- Data excerpts
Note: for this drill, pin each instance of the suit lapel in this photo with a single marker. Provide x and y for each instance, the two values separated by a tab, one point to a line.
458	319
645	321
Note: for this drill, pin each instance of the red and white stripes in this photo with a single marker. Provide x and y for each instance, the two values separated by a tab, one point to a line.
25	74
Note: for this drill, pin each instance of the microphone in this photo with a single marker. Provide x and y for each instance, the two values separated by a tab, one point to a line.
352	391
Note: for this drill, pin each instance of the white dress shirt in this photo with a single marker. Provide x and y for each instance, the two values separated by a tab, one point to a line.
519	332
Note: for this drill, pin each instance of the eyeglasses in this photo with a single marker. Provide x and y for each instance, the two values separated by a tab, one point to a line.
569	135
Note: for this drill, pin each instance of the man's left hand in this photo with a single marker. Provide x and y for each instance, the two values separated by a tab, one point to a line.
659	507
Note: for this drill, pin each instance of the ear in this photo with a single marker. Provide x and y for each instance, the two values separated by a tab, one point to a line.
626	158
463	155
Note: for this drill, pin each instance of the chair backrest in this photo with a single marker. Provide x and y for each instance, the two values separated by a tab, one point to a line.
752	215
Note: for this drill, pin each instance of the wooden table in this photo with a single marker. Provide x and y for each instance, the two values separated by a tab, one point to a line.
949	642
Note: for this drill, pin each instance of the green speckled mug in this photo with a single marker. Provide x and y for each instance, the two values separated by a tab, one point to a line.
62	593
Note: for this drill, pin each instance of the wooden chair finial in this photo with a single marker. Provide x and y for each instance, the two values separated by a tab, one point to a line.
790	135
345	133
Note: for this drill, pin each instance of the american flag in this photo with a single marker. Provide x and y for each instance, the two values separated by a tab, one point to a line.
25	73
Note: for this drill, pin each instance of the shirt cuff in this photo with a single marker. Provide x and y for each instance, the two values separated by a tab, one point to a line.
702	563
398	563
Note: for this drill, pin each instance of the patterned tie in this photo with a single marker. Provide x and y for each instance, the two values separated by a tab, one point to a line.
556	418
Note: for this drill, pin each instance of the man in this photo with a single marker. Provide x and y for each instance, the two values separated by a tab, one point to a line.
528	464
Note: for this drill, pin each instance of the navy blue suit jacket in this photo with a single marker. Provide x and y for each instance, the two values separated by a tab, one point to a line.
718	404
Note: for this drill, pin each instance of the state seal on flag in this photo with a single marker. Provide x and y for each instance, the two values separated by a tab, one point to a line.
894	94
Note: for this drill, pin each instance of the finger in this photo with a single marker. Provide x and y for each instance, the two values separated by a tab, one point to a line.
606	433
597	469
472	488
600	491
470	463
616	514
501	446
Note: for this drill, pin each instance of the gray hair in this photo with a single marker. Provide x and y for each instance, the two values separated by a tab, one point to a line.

* * *

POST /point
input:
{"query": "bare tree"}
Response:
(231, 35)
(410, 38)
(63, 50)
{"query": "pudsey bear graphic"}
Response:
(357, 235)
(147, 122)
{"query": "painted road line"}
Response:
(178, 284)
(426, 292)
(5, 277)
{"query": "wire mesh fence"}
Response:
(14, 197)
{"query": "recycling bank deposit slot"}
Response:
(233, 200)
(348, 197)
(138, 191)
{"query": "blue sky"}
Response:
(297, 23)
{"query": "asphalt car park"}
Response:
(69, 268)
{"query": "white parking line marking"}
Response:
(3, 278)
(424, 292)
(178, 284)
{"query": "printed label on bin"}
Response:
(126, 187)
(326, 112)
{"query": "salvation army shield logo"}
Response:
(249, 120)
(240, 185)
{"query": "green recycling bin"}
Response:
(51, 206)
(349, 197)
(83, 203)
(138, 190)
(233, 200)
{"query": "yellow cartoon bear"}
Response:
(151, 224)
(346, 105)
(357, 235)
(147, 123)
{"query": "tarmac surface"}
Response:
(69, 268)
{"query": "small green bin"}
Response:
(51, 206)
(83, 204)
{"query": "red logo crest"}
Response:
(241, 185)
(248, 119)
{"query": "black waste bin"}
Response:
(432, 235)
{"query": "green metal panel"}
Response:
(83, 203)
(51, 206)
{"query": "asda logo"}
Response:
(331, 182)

--

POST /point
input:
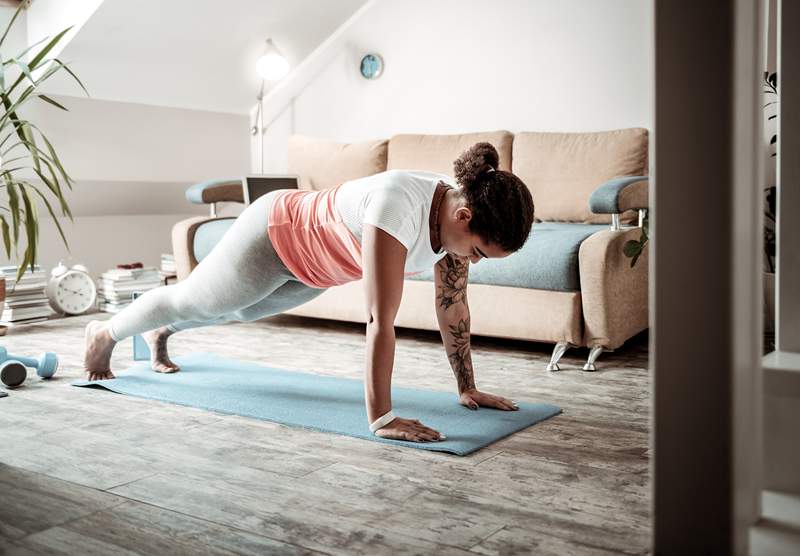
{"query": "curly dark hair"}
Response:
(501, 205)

- Your task
Work out how many lines of the material contain "logo". Reply with that number only.

- Expected answer
3